GOAL OF THE EXERCISE:
Type out the material below exactly.
-- Start ENTRIES PROVIDED --
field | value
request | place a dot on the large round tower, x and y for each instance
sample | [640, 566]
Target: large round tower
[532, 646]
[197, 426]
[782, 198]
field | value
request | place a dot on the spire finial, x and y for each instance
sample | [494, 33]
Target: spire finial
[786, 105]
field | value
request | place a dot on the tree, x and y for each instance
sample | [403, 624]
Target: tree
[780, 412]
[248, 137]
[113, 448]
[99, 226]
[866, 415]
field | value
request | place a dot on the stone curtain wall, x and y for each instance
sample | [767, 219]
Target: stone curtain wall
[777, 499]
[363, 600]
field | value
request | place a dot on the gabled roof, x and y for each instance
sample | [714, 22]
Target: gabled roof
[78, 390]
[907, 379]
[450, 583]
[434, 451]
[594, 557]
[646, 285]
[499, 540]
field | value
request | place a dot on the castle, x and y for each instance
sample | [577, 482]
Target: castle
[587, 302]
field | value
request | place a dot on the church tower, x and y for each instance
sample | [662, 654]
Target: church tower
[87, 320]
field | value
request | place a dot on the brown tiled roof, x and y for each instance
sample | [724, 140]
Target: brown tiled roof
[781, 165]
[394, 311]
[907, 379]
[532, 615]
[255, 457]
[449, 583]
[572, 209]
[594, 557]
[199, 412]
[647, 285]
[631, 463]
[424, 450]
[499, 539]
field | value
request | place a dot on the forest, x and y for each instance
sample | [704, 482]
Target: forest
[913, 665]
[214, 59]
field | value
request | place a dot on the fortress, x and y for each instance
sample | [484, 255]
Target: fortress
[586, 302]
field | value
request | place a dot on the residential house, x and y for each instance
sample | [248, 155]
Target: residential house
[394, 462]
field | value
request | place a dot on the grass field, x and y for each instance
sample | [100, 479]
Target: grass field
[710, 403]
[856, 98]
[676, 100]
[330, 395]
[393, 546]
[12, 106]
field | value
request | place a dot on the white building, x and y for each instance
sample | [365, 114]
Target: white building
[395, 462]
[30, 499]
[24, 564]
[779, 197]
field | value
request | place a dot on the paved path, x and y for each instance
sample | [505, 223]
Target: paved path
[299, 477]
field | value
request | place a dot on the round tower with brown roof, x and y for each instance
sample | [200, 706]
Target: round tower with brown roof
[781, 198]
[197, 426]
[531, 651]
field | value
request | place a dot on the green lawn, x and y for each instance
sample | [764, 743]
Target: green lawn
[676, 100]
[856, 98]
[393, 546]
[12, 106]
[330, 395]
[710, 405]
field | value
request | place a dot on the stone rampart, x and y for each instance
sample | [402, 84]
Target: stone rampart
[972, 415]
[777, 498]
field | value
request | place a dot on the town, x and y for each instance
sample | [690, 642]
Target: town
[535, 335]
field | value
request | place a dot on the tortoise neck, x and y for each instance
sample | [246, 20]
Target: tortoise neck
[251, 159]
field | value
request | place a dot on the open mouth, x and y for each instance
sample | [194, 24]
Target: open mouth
-- End ENTRIES PROVIDED --
WRITTEN REPLY:
field | value
request | place a dot on the large round tower, x and y for each instance
sample | [640, 566]
Target: large round tower
[532, 646]
[197, 426]
[782, 198]
field | value
request | place a dot on the spire finial, x and y for each instance
sample | [494, 33]
Target: spire finial
[786, 105]
field | value
request | place a dot on the tree, x and y for each instance
sample | [403, 624]
Target: tree
[780, 412]
[248, 137]
[113, 448]
[99, 226]
[866, 415]
field | value
request | place a dot on the stone curtain wall, x and y for each instance
sample | [767, 219]
Target: stone curtain wall
[777, 499]
[363, 600]
field | value
request | place a dot on the gabled roof, x and y for each instance
sample | [714, 22]
Target: gabled roof
[78, 390]
[907, 379]
[450, 583]
[434, 451]
[594, 557]
[646, 285]
[499, 540]
field | value
request | place a dot on the castle, x and y for each instance
sample | [577, 482]
Target: castle
[587, 302]
field | value
request | place a dot on the church tower, x and y for each instance
sample | [662, 654]
Target: church tower
[87, 320]
field | value
request | place a dot on the brown tiled roof, x and y for each instance
sample | [724, 140]
Target: brown tiled roof
[781, 165]
[394, 311]
[907, 379]
[532, 615]
[255, 457]
[449, 583]
[572, 209]
[594, 557]
[199, 412]
[647, 285]
[631, 463]
[424, 450]
[499, 539]
field | value
request | place a dot on the forest, x and y for each instance
sample | [704, 482]
Target: forest
[913, 665]
[214, 59]
field | value
request | place a dot on the fortress, x and y for each instance
sample | [484, 255]
Target: fortress
[586, 302]
field | value
request | place a dot on the residential house, x and y for each instance
sample | [248, 155]
Target: residential house
[394, 462]
field | value
request | place a dot on the grass field, x and y for each instance
sample | [100, 479]
Target: grass field
[710, 403]
[856, 98]
[676, 100]
[330, 395]
[393, 546]
[12, 106]
field | value
request | place a dot on the white building, x and y for each instance
sample | [365, 114]
Target: white building
[395, 462]
[30, 499]
[24, 564]
[779, 197]
field | value
request | place a dot on the paved path, x and y for each instance
sample | [505, 223]
Target: paved path
[299, 477]
field | value
request | place a dot on the round tower with brown roof, x and y for each instance
sample | [200, 706]
Target: round tower with brown roof
[781, 198]
[197, 426]
[531, 651]
field | value
request | place a dot on the green lawn, x and y for each instance
sample | [764, 743]
Target: green lawn
[676, 100]
[856, 98]
[393, 546]
[12, 106]
[330, 395]
[710, 405]
field | value
request | place a dot on the stone rampart, x and y for each instance
sample | [402, 84]
Target: stone rampart
[972, 415]
[777, 498]
field | value
request | place a dot on the town, x and y for each instance
sample | [690, 642]
Target: town
[535, 335]
field | value
request | place a dot on the tortoise neck, x and y for each instance
sample | [246, 20]
Target: tortoise neck
[251, 159]
field | value
request | place a dot on the open mouth, x and y for each instance
sample | [194, 24]
Target: open mouth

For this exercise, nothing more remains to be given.